GIVEN INSTRUCTION: Repeat exactly the lines of the listing from the line containing "Q: For every instance of the red" through its last line, and nothing beyond them.

STORED DATA:
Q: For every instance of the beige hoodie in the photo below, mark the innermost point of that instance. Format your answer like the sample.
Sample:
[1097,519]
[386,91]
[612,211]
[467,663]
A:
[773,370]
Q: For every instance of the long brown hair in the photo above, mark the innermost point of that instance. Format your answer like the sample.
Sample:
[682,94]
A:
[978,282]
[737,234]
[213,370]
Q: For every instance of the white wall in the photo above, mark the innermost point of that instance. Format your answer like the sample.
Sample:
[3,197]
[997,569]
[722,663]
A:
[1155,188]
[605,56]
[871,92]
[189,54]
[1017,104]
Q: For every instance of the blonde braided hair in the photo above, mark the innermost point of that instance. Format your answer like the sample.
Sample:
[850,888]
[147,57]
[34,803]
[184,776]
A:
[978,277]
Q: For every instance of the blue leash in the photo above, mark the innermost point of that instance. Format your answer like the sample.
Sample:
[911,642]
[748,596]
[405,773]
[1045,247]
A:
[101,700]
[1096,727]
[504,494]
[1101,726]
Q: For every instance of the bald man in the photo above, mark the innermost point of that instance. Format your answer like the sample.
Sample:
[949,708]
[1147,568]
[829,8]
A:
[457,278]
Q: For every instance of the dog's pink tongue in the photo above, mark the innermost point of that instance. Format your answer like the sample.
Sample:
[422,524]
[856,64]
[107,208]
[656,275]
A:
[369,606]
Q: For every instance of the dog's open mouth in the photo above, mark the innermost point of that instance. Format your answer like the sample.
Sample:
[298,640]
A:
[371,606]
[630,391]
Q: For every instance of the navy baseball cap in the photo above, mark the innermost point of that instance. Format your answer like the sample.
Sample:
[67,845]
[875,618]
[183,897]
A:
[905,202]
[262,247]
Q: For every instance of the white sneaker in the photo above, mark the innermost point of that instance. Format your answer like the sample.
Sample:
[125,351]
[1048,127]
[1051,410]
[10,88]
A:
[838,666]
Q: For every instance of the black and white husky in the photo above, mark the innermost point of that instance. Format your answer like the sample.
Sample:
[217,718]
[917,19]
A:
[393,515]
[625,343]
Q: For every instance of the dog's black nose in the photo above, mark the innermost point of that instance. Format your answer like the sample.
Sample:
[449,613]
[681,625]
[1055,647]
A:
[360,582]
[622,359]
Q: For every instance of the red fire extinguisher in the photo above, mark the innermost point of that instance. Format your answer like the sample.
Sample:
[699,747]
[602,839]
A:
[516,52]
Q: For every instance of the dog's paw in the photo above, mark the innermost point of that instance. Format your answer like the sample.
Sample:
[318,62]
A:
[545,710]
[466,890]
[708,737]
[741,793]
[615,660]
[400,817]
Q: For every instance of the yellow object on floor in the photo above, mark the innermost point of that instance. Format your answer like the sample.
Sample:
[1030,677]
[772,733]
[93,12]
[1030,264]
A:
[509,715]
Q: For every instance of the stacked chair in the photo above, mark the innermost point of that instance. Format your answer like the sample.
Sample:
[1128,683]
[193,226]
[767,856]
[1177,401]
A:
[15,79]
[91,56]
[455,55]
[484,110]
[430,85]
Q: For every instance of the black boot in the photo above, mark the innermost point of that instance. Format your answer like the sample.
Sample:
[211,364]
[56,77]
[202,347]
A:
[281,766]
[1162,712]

EXERCISE RESULT:
Q: For every instance of the red fire extinguisher in the photo above, mark the innermost point of that instance. Format your answer like the sample.
Sample:
[699,747]
[602,839]
A:
[516,52]
Q: For every instance of the dog's paw in the photo above, mark the innermost point of that instance. Format your answer like the sample.
Sample:
[318,62]
A:
[545,710]
[466,890]
[708,737]
[741,793]
[615,660]
[400,817]
Q: For every instance of the yellow object on floor in the photo above, mark the innermost point of that instance. Format your answer like the sample.
Sample:
[1030,677]
[772,733]
[93,12]
[1030,264]
A:
[509,715]
Q: For every instance of the stacked chair in the photo above, mark the innermost point of that instance. Format your answer like the sample.
Sample:
[1128,683]
[193,226]
[767,856]
[1177,401]
A:
[15,79]
[91,56]
[455,55]
[484,110]
[430,85]
Q: For every instance of the black boot in the photo above, mark the innermost point of that instance. Format your answer like the sample.
Sample:
[211,364]
[56,77]
[202,347]
A:
[281,766]
[1162,712]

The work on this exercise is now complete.